Objetivo do exercício - Continue o texto sobre a memória, começando logo após a última frase apresentada.

Texto de referência -
Memória: saber recordar e saber esquecer

Ao falar de "memória", a neuropsicóloga Celina Vallim, explica que se refere ao processo de codificação, armazenamento e recuperação da informação. Existem vários sistemas de memória que se distinguem pelo material envolvido, pelo marco temporal sobre o qual operam e pelas estruturas neurais que as sustentam. Confira o artigo.

Por: Dra. Celina Vallim
25/08/2022

Ao falar de “memória”, referimo-nos ao processo de codificação, armazenamento e recuperação da informação. Existem vários sistemas de memória que se distinguem pelo material envolvido, pelo marco temporal sobre o qual operam e pelas estruturas neurais que as sustentam. Uma classificação geral diferencia a memória relacionada com atos conscientes (memória explícita ou declarativa) de outras, como reflexos condicionados ou habilidades motoras que não dependem de um pensamento consciente (memória implícita ou de procedimento). A memória explícita se divide, por sua vez, em dois sistemas:

1) o armazenamento e a recordação de experiências pessoais ocorridas em um tempo e lugar particulares (por exemplo, recordar o dia em que nasceu nosso filho ou que terminamos o segundo grau), denominado “memória episódica”;

2) o armazenamento de conhecimentos representativos de fatos e conceitos, assim como palavras e seus significados (por exemplo, que Paris é a capital da França ou a que nos referimos quando dizemos a palavra “vaca”), denominado “memória semântica”. Por seu lado, a memória de trabalho — antes denominada “de curto prazo”, se refere ao sistema da memória responsável pela recordação imediata de quantidades limitadas de dados verbais ou espaciais que estão disponíveis para a manipulação mental imediata.

Recordar por si só não é uma habilidade única, mas sim um processo formado por diversas habilidades ou capacidades. A capacidade de se lembrar de algo, como dissemos, envolve três estados diferentes: codificação, armazenamento e recuperação.

Conteúdo do material -
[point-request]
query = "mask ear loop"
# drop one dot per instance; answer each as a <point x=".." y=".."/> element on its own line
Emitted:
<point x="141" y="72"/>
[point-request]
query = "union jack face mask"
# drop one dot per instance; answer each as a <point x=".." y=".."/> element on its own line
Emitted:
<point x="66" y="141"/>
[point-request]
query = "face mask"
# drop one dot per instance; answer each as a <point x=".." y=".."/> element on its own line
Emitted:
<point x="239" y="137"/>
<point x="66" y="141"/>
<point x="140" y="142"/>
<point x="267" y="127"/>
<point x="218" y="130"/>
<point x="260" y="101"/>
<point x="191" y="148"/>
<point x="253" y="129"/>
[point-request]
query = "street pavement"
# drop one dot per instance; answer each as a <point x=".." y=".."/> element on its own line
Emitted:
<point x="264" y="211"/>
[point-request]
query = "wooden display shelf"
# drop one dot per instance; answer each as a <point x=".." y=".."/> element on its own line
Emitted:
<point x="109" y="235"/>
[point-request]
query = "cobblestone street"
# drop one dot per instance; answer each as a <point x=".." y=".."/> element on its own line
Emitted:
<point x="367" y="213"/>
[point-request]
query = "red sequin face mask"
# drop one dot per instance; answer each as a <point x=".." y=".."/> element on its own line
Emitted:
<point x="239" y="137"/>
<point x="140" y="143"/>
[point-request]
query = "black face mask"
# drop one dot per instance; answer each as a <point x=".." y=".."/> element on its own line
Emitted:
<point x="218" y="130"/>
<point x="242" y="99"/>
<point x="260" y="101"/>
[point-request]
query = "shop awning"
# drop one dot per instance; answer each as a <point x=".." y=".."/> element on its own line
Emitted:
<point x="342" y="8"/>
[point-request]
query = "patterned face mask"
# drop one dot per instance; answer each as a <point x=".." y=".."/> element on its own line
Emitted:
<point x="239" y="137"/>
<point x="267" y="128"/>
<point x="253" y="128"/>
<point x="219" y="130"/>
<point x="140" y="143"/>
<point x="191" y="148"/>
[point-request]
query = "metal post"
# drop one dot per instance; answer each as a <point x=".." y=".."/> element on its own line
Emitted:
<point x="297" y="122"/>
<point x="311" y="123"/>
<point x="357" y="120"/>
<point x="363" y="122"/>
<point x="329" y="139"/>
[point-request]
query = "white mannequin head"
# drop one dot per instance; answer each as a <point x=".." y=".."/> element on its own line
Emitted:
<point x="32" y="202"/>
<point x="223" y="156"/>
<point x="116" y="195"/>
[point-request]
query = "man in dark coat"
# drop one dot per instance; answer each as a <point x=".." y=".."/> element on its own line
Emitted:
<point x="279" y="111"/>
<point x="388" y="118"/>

Área de resposta -
Algumas pessoas acham de grande ajuda pensar nisso como o ato de incorporar, processar e encontrar um livro numa enorme biblioteca:

Codificar: significa incorporar a informação registrada. Em nossa analogia, o bibliotecário põe num novo livro a assinatura ou o código e o registra no catálogo no lugar correspondente.
Armazenar: trata de guardar a informação na memória até que se necessite dela. Para que isso seja eficaz, ela é mantida em um lugar que seja fácil de encontrar. Na analogia, o livro é colocado em uma estante da seção correspondente.
Recuperar: inclui recuperar a recordação quando for necessário. Em comparação com a biblioteca, se uma pessoa quer um livro ela tem que consultar o catálogo, ir buscá-lo onde ele estiver, localizá-lo na estante e pegá-lo.
Uma ressalva importante na comparação que apresentamos é que, na memória, diferentemente da biblioteca, o tempo que passa entre a incorporação da informação e sua solicitação desempenha um papel preponderante.

Usando esse enfoque, então, podemos dividir a memória em:

Memória de trabalho (de segundos a minutos).
Memória de longo prazo (dias e anos).
Memória prospectiva.
A memória de trabalho ou imediata é a memória utilizada para a informação que foi apresentada segundos antes. Por exemplo, usamos esse aspecto da memória quando olhamos para um número de telefone e o mantemos na mente só o tempo indispensável para poder anotá-lo. Também é indispensável para fazer um cálculo mental ou para compreender um enunciado completo.

A memória de longo prazo compõe um sistema diferente, no qual a informação é armazenada até que se necessite dela oportunamente. Essa memória é formada por diversas partes e inclui a memória diferida, a memória recente e a memória remota. Vejamos:

A memória diferida: é a memória para os acontecimentos passados ou a informação apresentada poucos minutos antes. Estaríamos usando essa memória se, no exemplo anterior, houvéssemos nos esforçado para reter o número de telefone e lembrando-o meia hora depois.
A memória recente: é a dos eventos passados ou a informação que foi apresentada uns dois dias antes; por exemplo, o que fizemos no último fim de semana.
A memória remota: é a dos acontecimentos passados ou a informação que se apresentou alguns anos antes; por exemplo, coisas ocorridas em nosso tempo de escola.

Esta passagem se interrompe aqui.